## Given request A
In the Mongoid random-document thread, rewrite the paragraph beginning "Lets say I have a Collection of users" more briefly, keeping its main facts.
## Given request B
Put this sentence from the Mongoid random-document thread into Spanish: "The best solution is going to depend on the expected size of the collection."
## Given request C
Resume the Mongoid random-document thread from the point where it stops.

Mongoid random document

2019-03-15 18:18发布

问题:

Lets say I have a Collection of users. Is there a way of using mongoid to find n random users in the collection where it does not return the same user twice? For now lets say the user collection looks like this:

class User
  include Mongoid::Document
  field :name
end

Simple huh?

Thanks

回答1:

The best solution is going to depend on the expected size of the collection.

For tiny collections, just get all of them and .shuffle.slice!

For small sizes of n, you can get away with something like this:

result = (0..User.count-1).sort_by{rand}.slice(0, n).collect! do |i| User.skip(i).first end

For large sizes of n, I would recommend creating a "random" column to sort by. See here for details: http://cookbook.mongodb.org/patterns/random-attribute/ https://github.com/mongodb/cookbook/blob/master/content/patterns/random-attribute.txt



回答2:

If you just want one document, and don't want to define a new criteria method, you could just do this:

random_model = Model.skip(rand(Model.count)).first

If you want to find a random model based on some criteria:

criteria = Model.scoped_whatever.where(conditions) # query example
random_model = criteria.skip(rand(criteria.count)).first


回答3:

MongoDB 3.2 comes to the rescue with $sample (link to doc)

EDIT : The most recent of Mongoid has implemented $sample, so you can call YourCollection.all.sample(5)

Previous versions of mongoid

Mongoid doesn't support sample until Mongoid 6, so you have to run this aggregate query with the Mongo driver :

samples = User.collection.aggregate([ { '$sample': { size: 3 } } ])
# call samples.to_a if you want to get the objects in memory

What you can do with that

I believe the functionnality should make its way soon to Mongoid, but in the meantime

module Utility
  module_function
  def sample(model, count)

## Dataset records
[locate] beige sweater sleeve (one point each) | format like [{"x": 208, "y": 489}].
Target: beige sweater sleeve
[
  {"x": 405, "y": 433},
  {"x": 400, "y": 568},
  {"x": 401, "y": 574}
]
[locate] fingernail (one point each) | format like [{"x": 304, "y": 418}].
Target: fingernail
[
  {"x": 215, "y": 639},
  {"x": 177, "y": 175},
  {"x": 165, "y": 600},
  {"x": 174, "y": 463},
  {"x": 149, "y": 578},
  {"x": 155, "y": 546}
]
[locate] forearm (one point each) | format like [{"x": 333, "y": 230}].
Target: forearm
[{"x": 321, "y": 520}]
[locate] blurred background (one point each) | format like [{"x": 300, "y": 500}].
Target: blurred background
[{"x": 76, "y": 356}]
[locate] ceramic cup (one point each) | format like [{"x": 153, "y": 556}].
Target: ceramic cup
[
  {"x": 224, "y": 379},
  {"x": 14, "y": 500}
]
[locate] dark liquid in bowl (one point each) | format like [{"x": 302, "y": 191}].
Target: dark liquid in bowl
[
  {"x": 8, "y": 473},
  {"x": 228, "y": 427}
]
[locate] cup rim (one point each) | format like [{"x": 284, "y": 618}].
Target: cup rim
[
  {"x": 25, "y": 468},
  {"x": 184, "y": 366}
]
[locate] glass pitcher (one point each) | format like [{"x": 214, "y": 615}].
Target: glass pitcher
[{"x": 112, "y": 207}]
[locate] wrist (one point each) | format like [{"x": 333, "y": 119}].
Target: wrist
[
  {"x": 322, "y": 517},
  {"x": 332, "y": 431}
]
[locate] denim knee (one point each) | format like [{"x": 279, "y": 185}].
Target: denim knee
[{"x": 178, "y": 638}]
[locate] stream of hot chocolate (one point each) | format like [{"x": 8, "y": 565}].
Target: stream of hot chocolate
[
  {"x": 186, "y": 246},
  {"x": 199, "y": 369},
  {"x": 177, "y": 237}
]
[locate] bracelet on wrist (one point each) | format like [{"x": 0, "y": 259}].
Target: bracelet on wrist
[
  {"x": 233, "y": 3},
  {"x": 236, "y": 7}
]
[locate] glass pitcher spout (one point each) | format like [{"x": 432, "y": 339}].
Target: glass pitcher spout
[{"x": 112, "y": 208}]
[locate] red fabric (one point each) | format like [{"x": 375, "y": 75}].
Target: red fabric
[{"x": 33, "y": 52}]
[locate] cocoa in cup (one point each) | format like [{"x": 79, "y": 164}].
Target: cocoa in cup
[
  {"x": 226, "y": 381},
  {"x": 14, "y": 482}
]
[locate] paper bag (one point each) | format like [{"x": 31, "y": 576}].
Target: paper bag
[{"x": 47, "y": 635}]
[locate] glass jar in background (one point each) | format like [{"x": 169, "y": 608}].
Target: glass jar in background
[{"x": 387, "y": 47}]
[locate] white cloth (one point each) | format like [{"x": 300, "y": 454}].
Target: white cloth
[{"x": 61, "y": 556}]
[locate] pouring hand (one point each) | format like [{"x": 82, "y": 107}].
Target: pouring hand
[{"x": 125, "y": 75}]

## Expected output A
The asker has a collection of users and wants to use Mongoid to find n random users without getting the same user twice. For now, the user collection can be assumed to have a simple structure.

## Expected output B
La mejor solución dependerá del tamaño esperado de la colección.

## Expected output C
    ids = model.collection.aggregate([ 
      { '$sample': { size: count } }, # Sample from the collection
      { '$project': { _id: 1} }       # Keep only ID fields
    ]).to_a.map(&:values).flatten     # Some Ruby magic

    model.find(ids)
  end
end

Utility.sample(User, 50)


回答4:

If you really want simplicity you could use this instead:

class Mongoid::Criteria

  def random(n = 1)
    indexes = (0..self.count-1).sort_by{rand}.slice(0,n).collect!

    if n == 1
      return self.skip(indexes.first).first
    else
      return indexes.map{ |index| self.skip(index).first }
    end
  end

end

module Mongoid
  module Finders

    def random(n = 1)
      criteria.random(n)
    end

  end
end

You just have to call User.random(5) and you'll get 5 random users. It'll also work with filtering, so if you want only registered users you can do User.where(:registered => true).random(5).

This will take a while for large collections so I recommend using an alternate method where you would take a random division of the count (e.g.: 25 000 to 30 000) and randomize that range.



回答5:

You can do this by

  1. generate random offset which will further satisfy to pick the next n elements (without exceeding the limit)
  2. Assume count is 10, and the n is 5
  3. to do this check the given n is less than the total count
  4. if no set the offset to 0, and go to step 8
  5. if yes, subtract the n from the total count, and you will get a number 5
  6. Use this to find a random number, the number definitely will be from 0 to 5 (Assume 2)
  7. Use the random number 2 as offset
  8. now you can take the random 5 users by simply passing this offset and the n (5) as a limit.
  9. now you get users from 3 to 7

code

>> cnt = User.count
=> 10
>> n = 5
=> 5
>> offset = 0
=> 0
>> if n<cnt
>>    offset = rand(cnt-n)
>>  end
>> 2
>> User.skip(offset).limit(n)

and you can put this in a method

def get_random_users(n)
  offset = 0
  cnt = User.count
  if n < cnt
    offset = rand(cnt-n)
  end
  User.skip(offset).limit(n)
end

and call it like

rand_users = get_random_users(5)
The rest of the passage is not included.